Document »
——

Les politiques publiques de soutien restent importantes pour le secteur agricole de certains pays. En 2015-17, le soutien total rapporté à la taille du secteur agricole atteignait des niveaux très variables dans les pays de l’OCDE, de 160 % de la valeur ajoutée agricole1 en Suisse, 93 % au Japon et 82 % en Corée, à moins de 15 % en Australie, au Chili et en Nouvelle-Zélande (partie B du graphique 1.2). Dans l’Union européenne, en Israël et en Norvège, l’EST mesurée par rapport à la valeur ajoutée agricole s’approchait de la moyenne de l’OCDE (42 %). Dans les pays émergents et en développement, le soutien total était compris entre 1 % de la valeur ajoutée agricole au Viet Nam et 30 % aux Philippines. Rapporté à la taille du secteur agricole, le soutien total diminue dans la plupart des pays.
Le soutien total à l’agriculture a atteint en moyenne 620 milliards (556 milliards EUR) par an sur la période 2015-17 dans l’ensemble des pays étudiés. La valeur monétaire (en USD) du soutien agricole total se répartit à peu près également entre les pays de l’OCDE et les économies émergentes et en développement : en 2015-17, le soutien total à l’agriculture s’est établi à 317 milliards USD (285 milliards EUR) par an en moyenne dans les pays de l’OCDE (51 % du soutien global), comparé à 297 milliards USD (266 milliards EUR) par an en moyenne dans les pays émergents et en développement.

——

Données fournies »
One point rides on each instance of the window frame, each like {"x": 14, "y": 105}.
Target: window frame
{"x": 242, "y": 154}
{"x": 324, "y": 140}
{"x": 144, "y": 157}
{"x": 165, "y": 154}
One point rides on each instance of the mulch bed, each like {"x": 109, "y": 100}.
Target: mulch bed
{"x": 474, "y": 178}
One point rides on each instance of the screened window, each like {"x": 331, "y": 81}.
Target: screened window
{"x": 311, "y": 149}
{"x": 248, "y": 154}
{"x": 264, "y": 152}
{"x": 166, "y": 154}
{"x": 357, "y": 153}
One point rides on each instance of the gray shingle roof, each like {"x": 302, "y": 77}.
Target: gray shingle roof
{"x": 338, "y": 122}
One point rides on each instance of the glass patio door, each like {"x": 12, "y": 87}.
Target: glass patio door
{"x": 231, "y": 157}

——

Consigne A »
Répondez aux questions suivantes d'après le texte sur le soutien agricole :
(i) En 2015-17, quel pourcentage de la valeur ajoutée agricole le soutien total atteignait-il au Japon ?
(ii) À combien s'élève la moyenne de l'OCDE pour l'EST mesurée par rapport à la valeur ajoutée agricole ?
(iii) Quel montant annuel moyen en USD le soutien total à l'agriculture a-t-il atteint dans les pays émergents et en développement en 2015-17 ?
Consigne B »
Restituez, s'il vous plaît, le passage du texte sur le soutien agricole qui va de « Le soutien total à l’agriculture a » jusqu'à « et en développement. », sans rien y changer.
Consigne C »
Rédigez la suite du texte sur le soutien agricole en reprenant après sa dernière phrase.

Bonne réponse A »
(i) 93 %
(ii) 42 %
(iii) 297 milliards USD

Bonne réponse B »
Le soutien total à l’agriculture a atteint en moyenne 620 milliards (556 milliards EUR) par an sur la période 2015-17 dans l’ensemble des pays étudiés. La valeur monétaire (en USD) du soutien agricole total se répartit à peu près également entre les pays de l’OCDE et les économies émergentes et en développement : en 2015-17, le soutien total à l’agriculture s’est établi à 317 milliards USD (285 milliards EUR) par an en moyenne dans les pays de l’OCDE (51 % du soutien global), comparé à 297 milliards USD (266 milliards EUR) par an en moyenne dans les pays émergents et en développement.

Bonne réponse C »
Les transferts aux producteurs représentent l’essentiel du soutien dans la quasi-totalité des pays. Comme le montre l’ESP, les transferts aux producteurs individuels représentent quelque 78 % du soutien total apporté à l’agriculture – 484 milliards USD (434 milliards EUR) par an, en moyenne, entre 2015 et 2017. Par comparaison, le soutien aux services d’intérêt général ne représente qu’une faible fraction (14 %) du soutien total dans l’ensemble des pays examinés : 86 milliards USD (78 milliards EUR) par an entre 2015 et 2017 (graphique 1.3).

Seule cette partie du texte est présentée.